[Dataset entries]
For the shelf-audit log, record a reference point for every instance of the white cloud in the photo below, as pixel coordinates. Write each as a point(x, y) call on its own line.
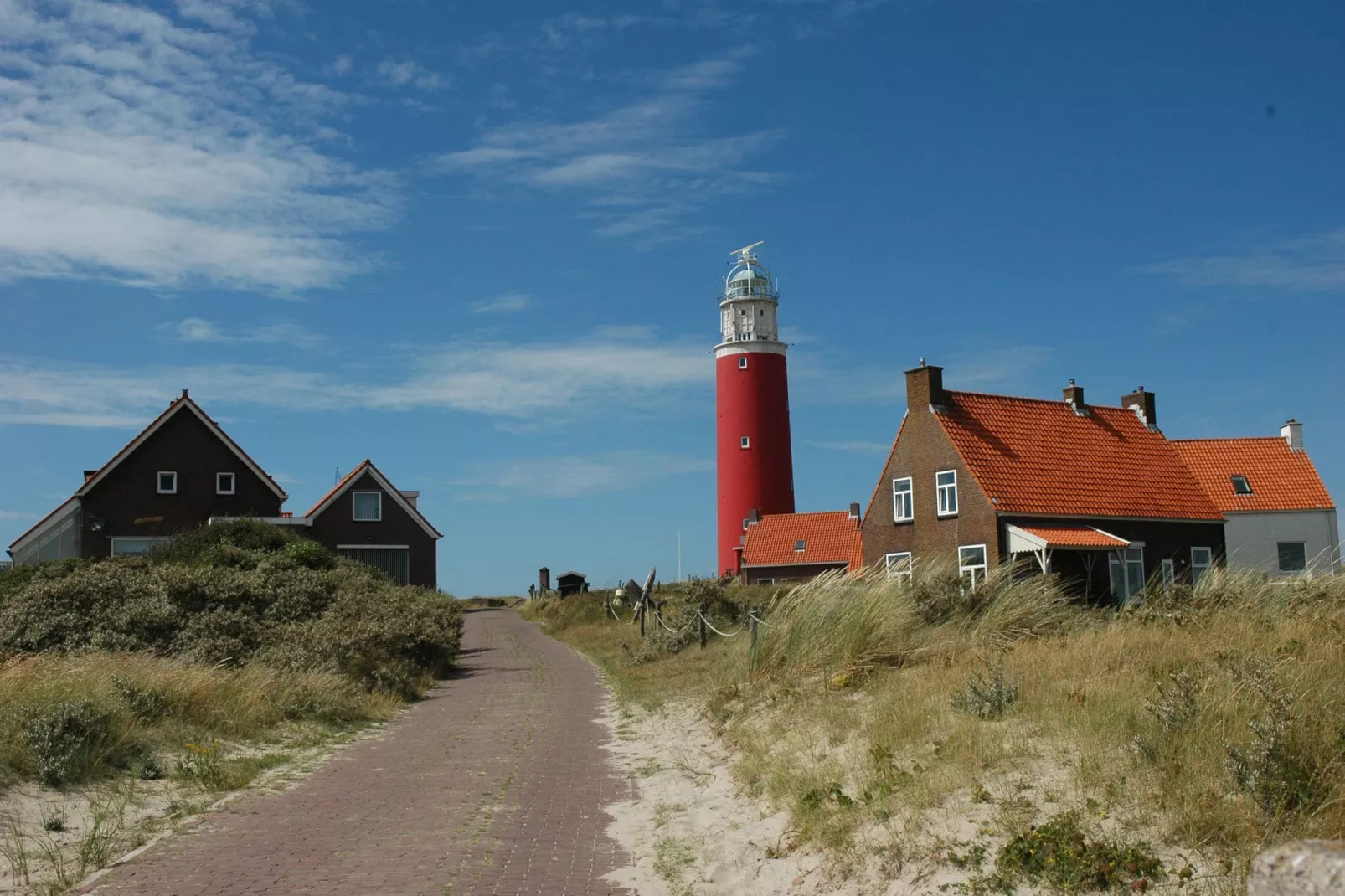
point(544, 383)
point(641, 168)
point(163, 152)
point(573, 476)
point(1307, 264)
point(277, 334)
point(401, 73)
point(505, 303)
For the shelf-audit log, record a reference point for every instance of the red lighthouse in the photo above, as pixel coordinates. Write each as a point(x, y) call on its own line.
point(752, 405)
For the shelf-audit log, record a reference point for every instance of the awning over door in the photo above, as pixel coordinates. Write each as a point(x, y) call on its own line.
point(1043, 538)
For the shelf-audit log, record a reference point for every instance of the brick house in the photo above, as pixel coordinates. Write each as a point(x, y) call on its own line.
point(1280, 518)
point(781, 548)
point(368, 518)
point(177, 474)
point(1092, 492)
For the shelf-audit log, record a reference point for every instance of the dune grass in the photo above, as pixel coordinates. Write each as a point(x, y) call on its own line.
point(925, 723)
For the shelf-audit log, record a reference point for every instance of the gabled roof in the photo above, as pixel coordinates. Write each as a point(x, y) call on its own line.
point(1040, 458)
point(1280, 476)
point(182, 403)
point(348, 479)
point(830, 537)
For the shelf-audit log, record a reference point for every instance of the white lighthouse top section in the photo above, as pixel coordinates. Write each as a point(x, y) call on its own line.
point(748, 306)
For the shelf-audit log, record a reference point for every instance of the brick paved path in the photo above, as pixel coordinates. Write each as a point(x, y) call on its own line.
point(494, 785)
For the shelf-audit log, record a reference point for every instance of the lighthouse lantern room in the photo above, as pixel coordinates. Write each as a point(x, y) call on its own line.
point(755, 461)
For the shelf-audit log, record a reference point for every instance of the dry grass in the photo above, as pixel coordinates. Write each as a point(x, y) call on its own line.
point(1209, 724)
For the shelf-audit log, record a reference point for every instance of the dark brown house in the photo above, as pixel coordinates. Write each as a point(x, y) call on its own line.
point(1092, 492)
point(177, 474)
point(366, 518)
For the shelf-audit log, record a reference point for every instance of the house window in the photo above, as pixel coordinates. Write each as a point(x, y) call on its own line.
point(971, 563)
point(1201, 559)
point(946, 483)
point(368, 506)
point(899, 565)
point(1293, 556)
point(903, 506)
point(1127, 574)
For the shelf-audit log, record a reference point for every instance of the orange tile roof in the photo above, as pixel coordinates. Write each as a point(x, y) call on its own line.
point(1074, 537)
point(830, 537)
point(1280, 476)
point(1034, 456)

• PROBLEM
In the entries above, find the line with "the dry grass", then retype it and every line after it exactly.

• SOLUTION TO THIS PROBLEM
For the shelf-audit log, record a reference point for every instance of the dry grass in the photo above, as pixel coordinates. Write each as a point(x, y) call on its own line.
point(1209, 724)
For the shelf-audit log, record a reference point for every instance of the dark brown house in the photo above, as pixel coordinates. Write each as a point(x, y) call on its own line.
point(1092, 492)
point(177, 474)
point(366, 518)
For the shelf-audit log, record a reference point for every instance of the house window in the photo above, as pixel coordinates. Write each as a point(x, y) call on its own line.
point(971, 563)
point(1201, 559)
point(946, 483)
point(368, 506)
point(899, 565)
point(1293, 556)
point(903, 506)
point(1127, 574)
For the shelf-audit log, record a reference point for every instance of the orange tile roof in the photo above, as pixel coordinates. Write each as a point(x, y) call on its own line.
point(1074, 537)
point(830, 537)
point(1280, 476)
point(1034, 456)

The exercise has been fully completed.